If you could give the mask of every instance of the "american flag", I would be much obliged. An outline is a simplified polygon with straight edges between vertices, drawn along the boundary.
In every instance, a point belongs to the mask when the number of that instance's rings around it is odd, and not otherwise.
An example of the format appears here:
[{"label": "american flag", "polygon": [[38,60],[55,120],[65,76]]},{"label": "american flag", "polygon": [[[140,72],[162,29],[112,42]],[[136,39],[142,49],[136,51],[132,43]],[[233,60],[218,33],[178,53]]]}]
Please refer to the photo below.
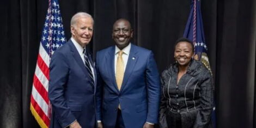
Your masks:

PROBLEM STATEMENT
Return the material above word for word, keeping every line as it stands but leaving out the picture.

RESULT OF THE EXERCISE
If you could give the mask of every instance of the "american flag", I would be much obliged. An outline is a simplified polygon with straight edges between vertices, drawn along the boundary.
In every instance, a point belongs to the mask when the number of that instance's rings around it is odd, and not otherwise.
An example of the format appears here:
[{"label": "american flag", "polygon": [[38,60],[55,120],[65,76]]},{"label": "american flag", "polygon": [[[140,72],[162,29],[112,42]],[[136,39],[142,49],[136,51],[132,43]],[[233,60],[218,33],[178,53]]]}]
Please refer to the photo below.
Your masks:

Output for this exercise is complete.